▸ TASK BRIEF
Output all records exactly.

▸ RECORDS FOR THE TASK
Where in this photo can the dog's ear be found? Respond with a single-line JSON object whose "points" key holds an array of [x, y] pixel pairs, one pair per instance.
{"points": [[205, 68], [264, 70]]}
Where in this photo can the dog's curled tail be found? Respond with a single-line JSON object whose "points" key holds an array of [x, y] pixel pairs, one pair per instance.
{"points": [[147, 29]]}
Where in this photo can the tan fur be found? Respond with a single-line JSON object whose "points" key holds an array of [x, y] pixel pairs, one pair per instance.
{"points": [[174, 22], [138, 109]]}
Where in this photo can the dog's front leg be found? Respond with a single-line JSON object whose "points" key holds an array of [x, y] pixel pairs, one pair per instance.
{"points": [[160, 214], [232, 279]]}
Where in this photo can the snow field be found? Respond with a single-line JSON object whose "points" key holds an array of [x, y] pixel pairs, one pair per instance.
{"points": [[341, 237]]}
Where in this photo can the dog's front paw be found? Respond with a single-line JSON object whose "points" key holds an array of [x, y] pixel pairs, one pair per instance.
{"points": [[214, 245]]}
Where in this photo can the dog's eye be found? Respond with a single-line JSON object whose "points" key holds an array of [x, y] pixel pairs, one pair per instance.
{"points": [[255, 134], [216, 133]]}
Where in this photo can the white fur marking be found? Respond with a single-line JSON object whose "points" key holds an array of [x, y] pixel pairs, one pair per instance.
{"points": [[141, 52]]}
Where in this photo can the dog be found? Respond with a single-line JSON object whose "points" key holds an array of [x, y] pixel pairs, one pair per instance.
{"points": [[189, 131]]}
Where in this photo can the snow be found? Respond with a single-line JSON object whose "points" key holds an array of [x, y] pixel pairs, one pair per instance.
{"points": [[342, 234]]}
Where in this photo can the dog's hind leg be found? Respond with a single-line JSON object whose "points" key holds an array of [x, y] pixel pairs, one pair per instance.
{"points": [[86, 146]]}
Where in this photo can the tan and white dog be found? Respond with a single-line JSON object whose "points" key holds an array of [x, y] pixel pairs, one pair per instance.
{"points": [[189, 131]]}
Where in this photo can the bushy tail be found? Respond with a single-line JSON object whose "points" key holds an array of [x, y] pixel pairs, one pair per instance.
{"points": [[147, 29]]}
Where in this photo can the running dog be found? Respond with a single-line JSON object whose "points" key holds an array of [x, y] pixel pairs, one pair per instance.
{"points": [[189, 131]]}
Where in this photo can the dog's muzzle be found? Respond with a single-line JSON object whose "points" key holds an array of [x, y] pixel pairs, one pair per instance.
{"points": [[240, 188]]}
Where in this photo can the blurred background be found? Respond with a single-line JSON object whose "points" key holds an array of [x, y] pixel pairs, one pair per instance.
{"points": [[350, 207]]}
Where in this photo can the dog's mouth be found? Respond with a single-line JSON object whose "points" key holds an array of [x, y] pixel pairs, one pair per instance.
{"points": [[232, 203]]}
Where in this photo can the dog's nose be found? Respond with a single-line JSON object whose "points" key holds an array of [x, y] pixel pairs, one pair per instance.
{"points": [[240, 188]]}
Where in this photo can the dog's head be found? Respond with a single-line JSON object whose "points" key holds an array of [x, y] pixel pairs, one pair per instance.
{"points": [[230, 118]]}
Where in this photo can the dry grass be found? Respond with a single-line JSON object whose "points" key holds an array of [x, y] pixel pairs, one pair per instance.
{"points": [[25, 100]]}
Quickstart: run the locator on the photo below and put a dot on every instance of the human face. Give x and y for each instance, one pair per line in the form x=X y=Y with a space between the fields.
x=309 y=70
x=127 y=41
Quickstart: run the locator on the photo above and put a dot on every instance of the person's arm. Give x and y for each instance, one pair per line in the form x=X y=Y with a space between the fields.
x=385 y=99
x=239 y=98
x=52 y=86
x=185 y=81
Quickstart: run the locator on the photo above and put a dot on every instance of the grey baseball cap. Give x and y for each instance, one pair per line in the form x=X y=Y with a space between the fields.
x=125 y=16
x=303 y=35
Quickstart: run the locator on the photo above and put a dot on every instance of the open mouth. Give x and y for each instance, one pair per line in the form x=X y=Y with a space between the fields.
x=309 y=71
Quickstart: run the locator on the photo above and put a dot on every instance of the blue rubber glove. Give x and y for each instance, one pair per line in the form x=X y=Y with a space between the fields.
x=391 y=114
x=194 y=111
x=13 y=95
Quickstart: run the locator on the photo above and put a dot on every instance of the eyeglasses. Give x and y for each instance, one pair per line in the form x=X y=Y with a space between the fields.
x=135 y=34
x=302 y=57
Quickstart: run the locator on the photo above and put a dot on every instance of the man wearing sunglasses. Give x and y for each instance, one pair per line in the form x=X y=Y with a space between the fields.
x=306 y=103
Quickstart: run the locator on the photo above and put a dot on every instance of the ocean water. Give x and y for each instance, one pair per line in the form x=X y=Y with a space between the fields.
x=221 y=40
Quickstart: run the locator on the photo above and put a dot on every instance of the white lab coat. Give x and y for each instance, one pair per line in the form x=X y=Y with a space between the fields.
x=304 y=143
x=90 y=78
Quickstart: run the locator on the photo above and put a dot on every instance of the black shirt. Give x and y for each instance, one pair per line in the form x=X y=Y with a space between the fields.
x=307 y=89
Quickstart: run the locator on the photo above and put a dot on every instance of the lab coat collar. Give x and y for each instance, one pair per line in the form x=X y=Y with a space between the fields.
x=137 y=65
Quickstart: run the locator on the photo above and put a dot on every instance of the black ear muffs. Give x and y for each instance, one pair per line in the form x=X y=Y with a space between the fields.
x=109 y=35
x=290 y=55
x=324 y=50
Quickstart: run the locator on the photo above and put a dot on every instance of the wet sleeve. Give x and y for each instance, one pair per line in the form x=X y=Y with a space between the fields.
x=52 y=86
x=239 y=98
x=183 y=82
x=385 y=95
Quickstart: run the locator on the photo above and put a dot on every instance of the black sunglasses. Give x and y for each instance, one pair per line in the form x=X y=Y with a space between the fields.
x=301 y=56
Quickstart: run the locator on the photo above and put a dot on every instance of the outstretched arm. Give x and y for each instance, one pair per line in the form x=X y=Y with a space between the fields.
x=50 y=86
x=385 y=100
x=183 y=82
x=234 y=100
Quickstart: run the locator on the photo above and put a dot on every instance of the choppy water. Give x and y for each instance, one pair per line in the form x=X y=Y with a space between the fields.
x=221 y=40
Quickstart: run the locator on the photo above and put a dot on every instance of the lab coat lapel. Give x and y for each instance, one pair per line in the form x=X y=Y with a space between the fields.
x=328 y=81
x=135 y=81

▸ YOUR SOLUTION
Where in this photo can the dog's ear be found? Respond with a single-line JSON object whose "points" key holds an array of [x, y] pixel pairs, one pair per instance.
{"points": [[205, 68], [264, 70]]}
Where in this photo can the dog's curled tail be found? Respond with a single-line JSON object whose "points" key holds an array of [x, y] pixel pairs, one pair per instance.
{"points": [[147, 29]]}
Where in this photo can the tan fur be found? Respond with a single-line JSON object whose "points" key holds an array of [x, y] pixel pairs, one pair per instance.
{"points": [[174, 22], [138, 109]]}
Where in this photo can the dog's front leg be found? Respond with a single-line JSON object whose "points" key holds an array of [x, y] pixel pairs, one pair per instance.
{"points": [[160, 214], [232, 279]]}
Where in this photo can the snow field be found? Respond with a single-line JSON object whose "points" key holds an array of [x, y] pixel pairs, one pair per instance.
{"points": [[341, 237]]}
Where in this photo can the dog's front paw be found? Respond with a single-line JSON object whose "points" key holds an array of [x, y] pixel pairs, one pair per instance.
{"points": [[214, 245]]}
Where in this photo can the dog's eye be found? Respond with a single-line JSON object whose "points" key holds an array of [x, y] pixel pairs, one pair per instance.
{"points": [[255, 134], [216, 133]]}
Where in this photo can the white fur marking be found? Respond with a single-line JSON object whose "points" key holds an array of [x, y] pixel pairs, one pair per instance.
{"points": [[141, 52]]}
Where in this photo can the dog be found? Respond with a single-line JSON object whose "points" key holds an array of [x, y] pixel pairs, one pair per instance.
{"points": [[189, 131]]}
Where in this photo can the snow be found? Respond with a single-line JSON object whose "points" key holds an array of [x, y] pixel pairs, one pair per instance.
{"points": [[342, 234]]}
Where in this photo can the dog's hind leg be found? Respond with a single-line JSON object whose "points" key holds an array of [x, y] pixel pairs, one pair per instance.
{"points": [[86, 146]]}
Where in this photo can the tan and white dog be found? Respond with a single-line JSON object whose "points" key holds an array of [x, y] pixel pairs, one pair per instance.
{"points": [[189, 131]]}
Where in this photo can the bushy tail be found? Respond with a single-line JSON object whose "points" key holds an array of [x, y] pixel pairs, one pair per instance.
{"points": [[147, 29]]}
Where in this photo can the running dog be found? Respond with a single-line JSON object whose "points" key holds an array of [x, y] pixel pairs, one pair per instance.
{"points": [[189, 131]]}
Where in this photo can the dog's muzzle be found? Respond with a single-line JSON object whose "points" key holds an array of [x, y] pixel pairs, one pair per instance.
{"points": [[240, 188]]}
Where in this photo can the blurred background be found? Respond with a single-line JSON object whose "points" key holds an array of [x, y] pixel pairs, one pair per instance.
{"points": [[350, 207]]}
Where in this photo can the dog's mouth be found? Respond with a single-line JSON object whose "points" key holds an array of [x, y] pixel pairs, one pair per instance.
{"points": [[232, 203]]}
Where in this photo can the dog's nose be found? Respond with a single-line JSON object whose "points" key holds an array of [x, y] pixel pairs, one pair per instance.
{"points": [[240, 188]]}
Where in this photo can the dog's head be found? Respond with a single-line JSON object whose "points" key holds an array of [x, y] pixel pairs, one pair per instance.
{"points": [[230, 118]]}
Where in this photo can the dry grass be found? Respond with a single-line JSON object whose "points" key holds an array of [x, y] pixel pairs, one pair per instance.
{"points": [[25, 100]]}
Quickstart: run the locator on the photo below and put a dot on every instance of the human face. Give x and y for each instance, one pair per line in the form x=X y=Y with a space between the fields.
x=309 y=70
x=127 y=41
Quickstart: run the locator on the photo above and put a dot on every instance of the person's arm. Give x and y for each instance, one pair per line in the form x=X y=Y with a space between the fields.
x=385 y=99
x=239 y=98
x=52 y=86
x=185 y=81
Quickstart: run the locator on the photo above and put a dot on every instance of the grey baseball cap. Give x and y for each instance, one pair per line in the form x=X y=Y with a space between the fields.
x=125 y=16
x=303 y=35
Quickstart: run the locator on the photo above and put a dot on every instance of the open mouth. Give x and y for each instance, one pair per line in the form x=X y=Y with a space between the fields.
x=309 y=71
Quickstart: run the locator on the photo above and put a dot on every instance of the blue rubber glove. Give x and y for each instance, one pair per line in the form x=X y=Y with a space between the fields.
x=391 y=114
x=194 y=111
x=13 y=95
Quickstart: run the locator on the photo above and put a dot on every instance of the eyeglasses. Give x and y for each instance, one pair per line in the form x=X y=Y with a space between the fields.
x=135 y=34
x=302 y=57
Quickstart: run the locator on the photo above and put a dot on every instance of the man wearing sunglasses. Give x and y for each instance, one pair per line in the form x=X y=Y with a space between the fields.
x=306 y=103
Quickstart: run the locator on the photo above and put a dot on every instance of the ocean water. Give x and y for each instance, one pair per line in the form x=X y=Y with a space between the fields.
x=221 y=40
Quickstart: run the locator on the photo above and put a dot on every instance of the white lab coat. Give x and y for each instance, one pair per line in the form x=X y=Y with a space between the fields.
x=304 y=143
x=90 y=78
Quickstart: run the locator on the photo above and put a dot on every instance of the black shirt. Give x and y for each instance, one pair per line in the form x=X y=Y with a space between the fields.
x=307 y=89
Quickstart: run the locator on the photo above and put a dot on every instance of the lab coat collar. Give x and y for each instance, one pair per line in the form x=X y=Y with a space between the fields.
x=137 y=65
Quickstart: run the locator on the photo above and put a dot on every instance of the black ear muffs. Give x and y for each instance, one pair per line in the form x=X y=Y with a space between the fields.
x=109 y=35
x=290 y=55
x=324 y=50
Quickstart: run the locator on the photo above and put a dot on every instance of the wet sleeve. Give x and y for each instance, one pair per line in the form x=X y=Y with a space between the fields.
x=52 y=86
x=239 y=98
x=183 y=82
x=385 y=95
Quickstart: run the locator on the photo above and put a dot on every instance of the black sunglasses. Give x and y for each instance, one pair per line in the form x=X y=Y with a space between the fields.
x=301 y=56
Quickstart: run the locator on the photo above and put a dot on every instance of the outstretched arm. Give x and y for each instance, one pair per line in the form x=X y=Y with a space between the fields.
x=50 y=86
x=385 y=100
x=183 y=82
x=234 y=100
Quickstart: run the locator on the photo above and put a dot on every instance of the choppy water. Give x and y for each instance, one pair per line in the form x=X y=Y with a space between the fields.
x=221 y=40
Quickstart: run the locator on the photo above and put a dot on every instance of the lab coat lapel. Give x and y for each instance, one pair per line in the form x=X y=Y with a space between the fields.
x=328 y=81
x=135 y=81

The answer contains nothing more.